* _WHAT THE EXERCISE ASKS_:
Rewrite everything from the line containing "of vines shown" down to the end of the data, replacing "row of vines" with "vine row" and leaving all else unchanged.

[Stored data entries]
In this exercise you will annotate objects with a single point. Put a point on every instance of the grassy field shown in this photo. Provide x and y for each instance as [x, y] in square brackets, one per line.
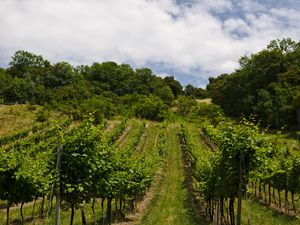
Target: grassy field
[171, 204]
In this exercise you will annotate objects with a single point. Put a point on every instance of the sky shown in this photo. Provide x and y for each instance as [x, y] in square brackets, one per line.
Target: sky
[188, 39]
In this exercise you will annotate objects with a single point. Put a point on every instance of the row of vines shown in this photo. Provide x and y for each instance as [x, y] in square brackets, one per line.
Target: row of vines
[78, 165]
[236, 161]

* _ANSWER FOR THIS EXERCISE_:
In this exercise you will annotate objects with a single point. Put a point on every instance of the vine row shown in this photo. Provide x and y for each instance as [x, y] in square brackets, one per line.
Target: vine row
[78, 165]
[236, 161]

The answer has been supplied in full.